Dataset entries>
↓

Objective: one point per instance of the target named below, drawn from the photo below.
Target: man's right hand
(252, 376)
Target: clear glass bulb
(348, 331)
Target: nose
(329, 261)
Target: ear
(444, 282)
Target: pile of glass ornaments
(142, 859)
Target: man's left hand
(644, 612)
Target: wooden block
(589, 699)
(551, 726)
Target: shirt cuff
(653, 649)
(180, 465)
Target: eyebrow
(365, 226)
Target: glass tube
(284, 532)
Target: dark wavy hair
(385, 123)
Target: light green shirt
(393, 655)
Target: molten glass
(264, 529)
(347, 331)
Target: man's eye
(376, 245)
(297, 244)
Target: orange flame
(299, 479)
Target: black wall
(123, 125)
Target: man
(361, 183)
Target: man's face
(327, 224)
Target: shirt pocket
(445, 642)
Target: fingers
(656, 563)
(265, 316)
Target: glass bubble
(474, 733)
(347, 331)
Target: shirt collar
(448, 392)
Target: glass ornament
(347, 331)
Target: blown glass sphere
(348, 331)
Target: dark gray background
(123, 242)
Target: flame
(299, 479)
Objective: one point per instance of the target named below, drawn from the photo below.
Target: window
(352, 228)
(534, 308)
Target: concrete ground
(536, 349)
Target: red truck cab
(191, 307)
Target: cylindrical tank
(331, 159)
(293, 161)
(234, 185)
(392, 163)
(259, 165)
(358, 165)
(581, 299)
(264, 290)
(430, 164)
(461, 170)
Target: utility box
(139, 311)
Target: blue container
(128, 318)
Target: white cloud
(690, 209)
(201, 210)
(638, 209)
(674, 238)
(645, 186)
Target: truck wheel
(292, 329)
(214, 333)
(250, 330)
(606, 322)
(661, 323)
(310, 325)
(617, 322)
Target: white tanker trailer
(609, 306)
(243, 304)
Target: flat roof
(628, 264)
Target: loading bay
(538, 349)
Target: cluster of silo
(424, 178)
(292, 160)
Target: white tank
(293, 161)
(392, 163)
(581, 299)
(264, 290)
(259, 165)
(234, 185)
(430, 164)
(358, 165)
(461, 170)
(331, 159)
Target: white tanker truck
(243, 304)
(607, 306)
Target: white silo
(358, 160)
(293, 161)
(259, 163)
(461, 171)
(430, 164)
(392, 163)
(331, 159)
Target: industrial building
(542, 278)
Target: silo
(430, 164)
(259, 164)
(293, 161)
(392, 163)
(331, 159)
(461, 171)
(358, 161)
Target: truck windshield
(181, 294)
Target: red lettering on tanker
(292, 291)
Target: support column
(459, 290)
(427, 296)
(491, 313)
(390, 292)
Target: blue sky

↑

What the task requires>
An exact transcription of the data above is required.

Problem solution>
Objective: one point per instance of the target named below, drawn from the photo below.
Target: man's right hand
(252, 376)
Target: clear glass bulb
(348, 331)
Target: nose
(329, 261)
Target: ear
(444, 282)
Target: pile of glass ornaments
(142, 859)
Target: man's left hand
(644, 612)
Target: wooden block
(589, 699)
(551, 726)
Target: shirt cuff
(653, 649)
(180, 465)
Target: eyebrow
(365, 226)
Target: glass tube
(284, 532)
Target: dark wavy hair
(385, 123)
Target: light green shirt
(393, 655)
Target: molten glass
(264, 529)
(347, 331)
Target: man's eye
(376, 245)
(297, 244)
Target: orange flame
(299, 479)
Target: black wall
(123, 125)
Target: man
(361, 183)
Target: man's face
(327, 224)
Target: shirt pocket
(445, 642)
Target: fingers
(656, 563)
(265, 316)
Target: glass bubble
(474, 733)
(347, 331)
Target: shirt collar
(448, 392)
Target: glass ornament
(347, 331)
Target: blown glass sphere
(348, 331)
Target: dark gray background
(123, 242)
Target: flame
(299, 479)
Objective: one point per instance of the target named below, drawn from the photo below.
Target: window
(352, 228)
(534, 308)
Target: concrete ground
(536, 349)
Target: red truck cab
(191, 307)
Target: cylindrical tank
(331, 159)
(293, 161)
(234, 185)
(392, 163)
(259, 165)
(358, 165)
(581, 299)
(264, 290)
(430, 164)
(461, 170)
Target: utility box
(139, 311)
Target: blue container
(128, 318)
Target: white cloud
(690, 209)
(201, 210)
(638, 209)
(674, 238)
(645, 186)
Target: truck wheel
(292, 329)
(214, 333)
(250, 330)
(606, 322)
(661, 323)
(310, 325)
(617, 322)
Target: white tanker trailer
(609, 306)
(243, 304)
Target: flat roof
(628, 264)
Target: loading bay
(538, 349)
Target: cluster of silo
(424, 178)
(292, 160)
Target: white tank
(293, 161)
(392, 163)
(581, 299)
(264, 290)
(259, 165)
(234, 185)
(430, 164)
(358, 165)
(461, 170)
(331, 159)
Target: white tanker truck
(243, 304)
(607, 306)
Target: white silo
(358, 160)
(293, 161)
(259, 163)
(461, 171)
(430, 164)
(392, 163)
(331, 159)
Target: industrial building
(542, 278)
Target: silo
(430, 164)
(259, 164)
(293, 161)
(392, 163)
(331, 159)
(461, 171)
(358, 161)
Target: truck windshield
(181, 294)
Target: red lettering on tanker
(292, 291)
Target: support column
(459, 290)
(427, 296)
(491, 313)
(390, 292)
Target: blue sky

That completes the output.